Passage given>
======

The McGwire interview was an entirely different matter.
McGwire firmly rejected my offer of a dinner on the
then-generous SI expense account. He refused to allow any
photographs to be taken of him with his wife and five-month
old baby son. And he would
talk to me only at the ballpark, and there only at the
finish of that afternoon's game. Bristling at the
imposition of so many restrictions by a 24-year-old in only
his second season and resentful that he was obliging me to
remain, contrary to my custom,
until the conclusion of a meaningless spring-training
exhibition, I awaited our meeting with considerable
misgivings.
It was growing dark when he finally arrived at our
agreed-upon rendezvous in the A's dugout and it was clear
to me I'd now miss the jolly cocktail hour at the Pink Pony
restaurant a few miles away
in Scottsdale. Much to my surprise, however, McGwire
greeted me warmly, apologizing for the austere conditions he
had set forth in the otherwise laissez-faire atmosphere of
spring training. He merely wanted to protect the privacy of
his family, he explained, and I agreed this was an
admirable objective. Who,
after all, wants a bunch of Nosey Parker reporters and
photographers prowling about the family
scatter?
I already knew something about McGwire's respect for family
concerns since, in an extraordinary rookie season, he had
skipped his final game to be at the bedside of his wife,
Kathy, at the birth of their son, Matthew. In doing so, he
had passed up a
chance to hit his 50th home run, a feat never before
accomplished by a rookie and one at that point reached by
only 10 players in the history of baseball. As it is,
McGwire's 49 homers were 11 more than any rookie had ever
hit. That he would eschew a chance
for 50 under even these admittedly high-priority
circumstances left less domestic fans and fellow players
aghast with
disbelief.

======

Listed records>
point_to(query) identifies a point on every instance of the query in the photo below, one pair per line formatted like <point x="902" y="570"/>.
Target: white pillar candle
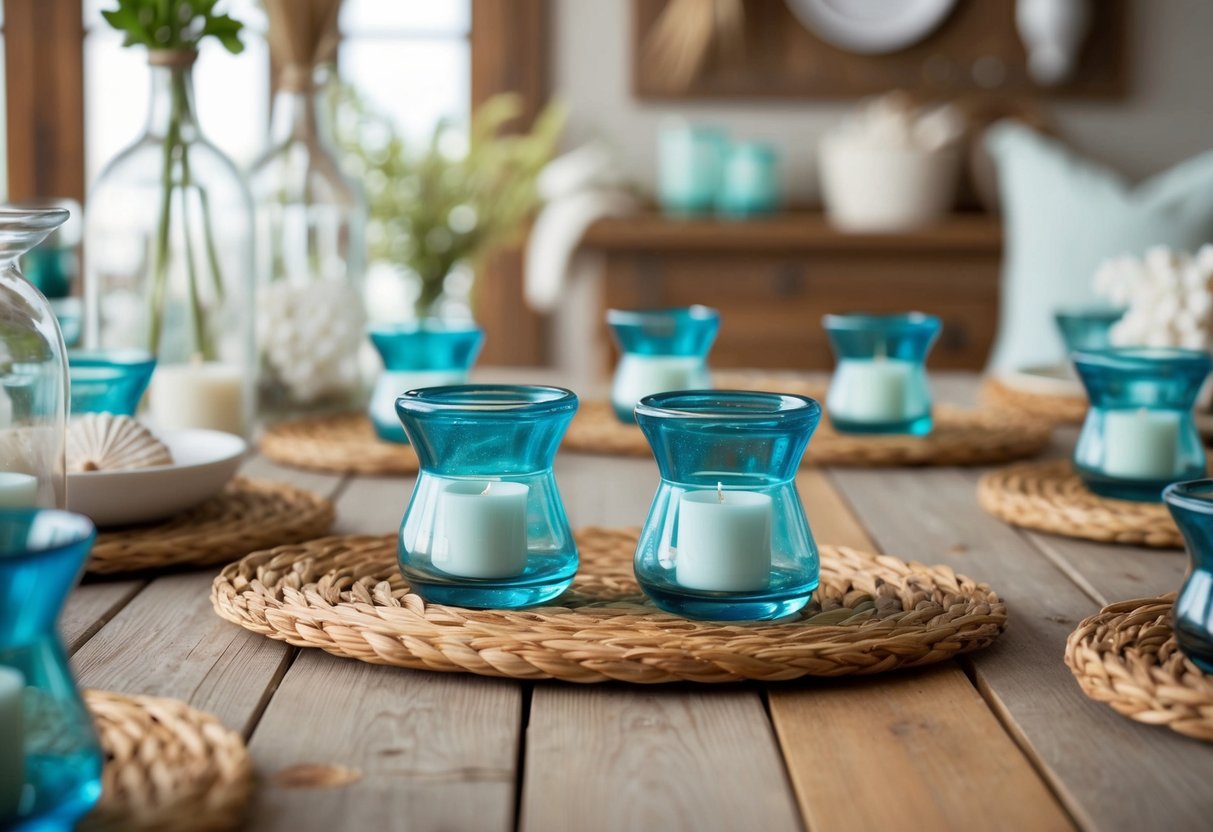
<point x="198" y="395"/>
<point x="872" y="391"/>
<point x="723" y="541"/>
<point x="1140" y="444"/>
<point x="12" y="752"/>
<point x="17" y="490"/>
<point x="484" y="524"/>
<point x="638" y="376"/>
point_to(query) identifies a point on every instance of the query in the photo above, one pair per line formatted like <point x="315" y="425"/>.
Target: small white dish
<point x="204" y="461"/>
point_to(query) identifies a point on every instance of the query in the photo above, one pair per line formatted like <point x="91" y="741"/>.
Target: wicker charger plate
<point x="961" y="438"/>
<point x="346" y="596"/>
<point x="168" y="767"/>
<point x="1049" y="496"/>
<point x="1126" y="656"/>
<point x="343" y="444"/>
<point x="248" y="516"/>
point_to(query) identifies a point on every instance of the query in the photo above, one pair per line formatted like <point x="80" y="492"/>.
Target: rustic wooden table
<point x="998" y="740"/>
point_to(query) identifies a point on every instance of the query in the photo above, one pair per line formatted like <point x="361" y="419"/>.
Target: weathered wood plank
<point x="1100" y="764"/>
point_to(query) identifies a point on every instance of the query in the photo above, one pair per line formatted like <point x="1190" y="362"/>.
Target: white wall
<point x="1167" y="117"/>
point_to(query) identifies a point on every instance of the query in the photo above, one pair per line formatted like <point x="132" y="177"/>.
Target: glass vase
<point x="169" y="240"/>
<point x="416" y="354"/>
<point x="1191" y="506"/>
<point x="311" y="249"/>
<point x="660" y="351"/>
<point x="727" y="537"/>
<point x="485" y="525"/>
<point x="1139" y="434"/>
<point x="880" y="382"/>
<point x="33" y="372"/>
<point x="50" y="759"/>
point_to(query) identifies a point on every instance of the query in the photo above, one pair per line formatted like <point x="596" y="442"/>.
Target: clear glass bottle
<point x="169" y="262"/>
<point x="311" y="258"/>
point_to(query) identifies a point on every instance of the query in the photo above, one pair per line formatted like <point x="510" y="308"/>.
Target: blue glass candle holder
<point x="423" y="353"/>
<point x="880" y="381"/>
<point x="485" y="526"/>
<point x="727" y="537"/>
<point x="1087" y="329"/>
<point x="50" y="759"/>
<point x="1191" y="505"/>
<point x="1139" y="434"/>
<point x="660" y="351"/>
<point x="109" y="381"/>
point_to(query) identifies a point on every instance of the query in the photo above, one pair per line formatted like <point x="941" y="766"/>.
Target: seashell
<point x="104" y="442"/>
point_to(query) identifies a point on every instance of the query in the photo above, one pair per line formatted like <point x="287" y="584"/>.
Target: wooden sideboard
<point x="774" y="278"/>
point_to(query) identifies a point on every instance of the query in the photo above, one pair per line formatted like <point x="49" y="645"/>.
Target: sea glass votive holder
<point x="485" y="526"/>
<point x="109" y="381"/>
<point x="50" y="759"/>
<point x="727" y="537"/>
<point x="880" y="382"/>
<point x="1139" y="434"/>
<point x="422" y="353"/>
<point x="660" y="351"/>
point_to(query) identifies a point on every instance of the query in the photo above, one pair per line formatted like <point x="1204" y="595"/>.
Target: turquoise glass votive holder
<point x="690" y="161"/>
<point x="421" y="353"/>
<point x="727" y="537"/>
<point x="50" y="759"/>
<point x="485" y="525"/>
<point x="1139" y="434"/>
<point x="880" y="382"/>
<point x="750" y="181"/>
<point x="1191" y="506"/>
<point x="109" y="381"/>
<point x="660" y="351"/>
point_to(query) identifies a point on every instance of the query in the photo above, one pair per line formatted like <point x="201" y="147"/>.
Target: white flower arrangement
<point x="1168" y="297"/>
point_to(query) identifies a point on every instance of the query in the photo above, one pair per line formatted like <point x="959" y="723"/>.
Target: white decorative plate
<point x="204" y="461"/>
<point x="871" y="27"/>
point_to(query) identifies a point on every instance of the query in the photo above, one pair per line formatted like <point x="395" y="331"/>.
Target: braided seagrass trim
<point x="1126" y="656"/>
<point x="346" y="596"/>
<point x="248" y="516"/>
<point x="961" y="438"/>
<point x="1049" y="496"/>
<point x="343" y="444"/>
<point x="1053" y="409"/>
<point x="168" y="767"/>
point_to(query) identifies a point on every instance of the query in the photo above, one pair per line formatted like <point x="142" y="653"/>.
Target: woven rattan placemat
<point x="1053" y="409"/>
<point x="248" y="516"/>
<point x="346" y="596"/>
<point x="1049" y="496"/>
<point x="343" y="444"/>
<point x="1126" y="656"/>
<point x="168" y="767"/>
<point x="961" y="438"/>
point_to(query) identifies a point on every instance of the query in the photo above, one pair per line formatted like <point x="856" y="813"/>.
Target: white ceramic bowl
<point x="204" y="461"/>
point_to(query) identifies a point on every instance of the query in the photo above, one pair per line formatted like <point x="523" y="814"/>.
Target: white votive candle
<point x="638" y="376"/>
<point x="723" y="541"/>
<point x="484" y="525"/>
<point x="17" y="490"/>
<point x="871" y="391"/>
<point x="1140" y="444"/>
<point x="12" y="733"/>
<point x="198" y="395"/>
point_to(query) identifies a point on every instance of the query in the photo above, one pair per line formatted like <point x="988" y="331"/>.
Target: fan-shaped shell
<point x="104" y="442"/>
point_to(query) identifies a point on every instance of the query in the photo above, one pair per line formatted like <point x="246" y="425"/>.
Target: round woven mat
<point x="961" y="438"/>
<point x="343" y="444"/>
<point x="1049" y="496"/>
<point x="1053" y="409"/>
<point x="346" y="596"/>
<point x="1126" y="655"/>
<point x="248" y="516"/>
<point x="168" y="767"/>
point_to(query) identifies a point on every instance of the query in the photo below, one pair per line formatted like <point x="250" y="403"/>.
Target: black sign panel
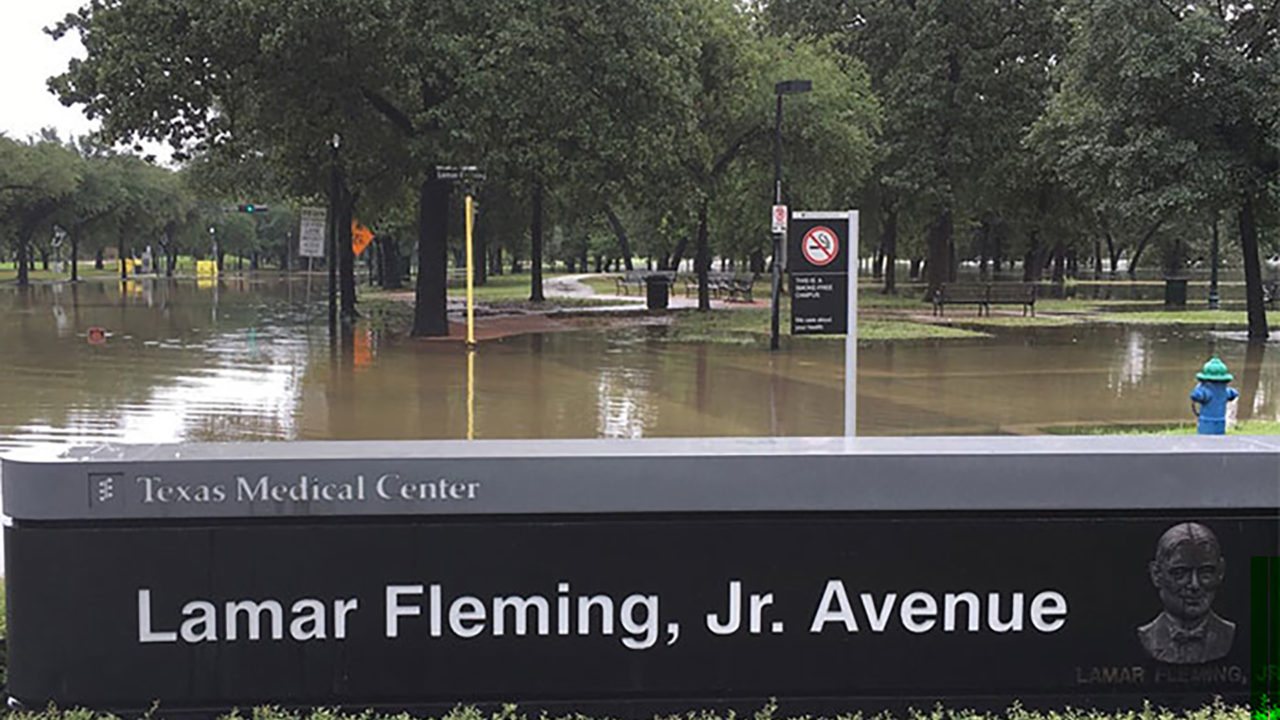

======

Problem statement> Transcribe word for word the portion of the McGwire interview passage between "The McGwire interview" and "misgivings.", inclusive.

Answer to the problem>
The McGwire interview was an entirely different matter.
McGwire firmly rejected my offer of a dinner on the
then-generous SI expense account. He refused to allow any
photographs to be taken of him with his wife and five-month
old baby son. And he would
talk to me only at the ballpark, and there only at the
finish of that afternoon's game. Bristling at the
imposition of so many restrictions by a 24-year-old in only
his second season and resentful that he was obliging me to
remain, contrary to my custom,
until the conclusion of a meaningless spring-training
exhibition, I awaited our meeting with considerable
misgivings.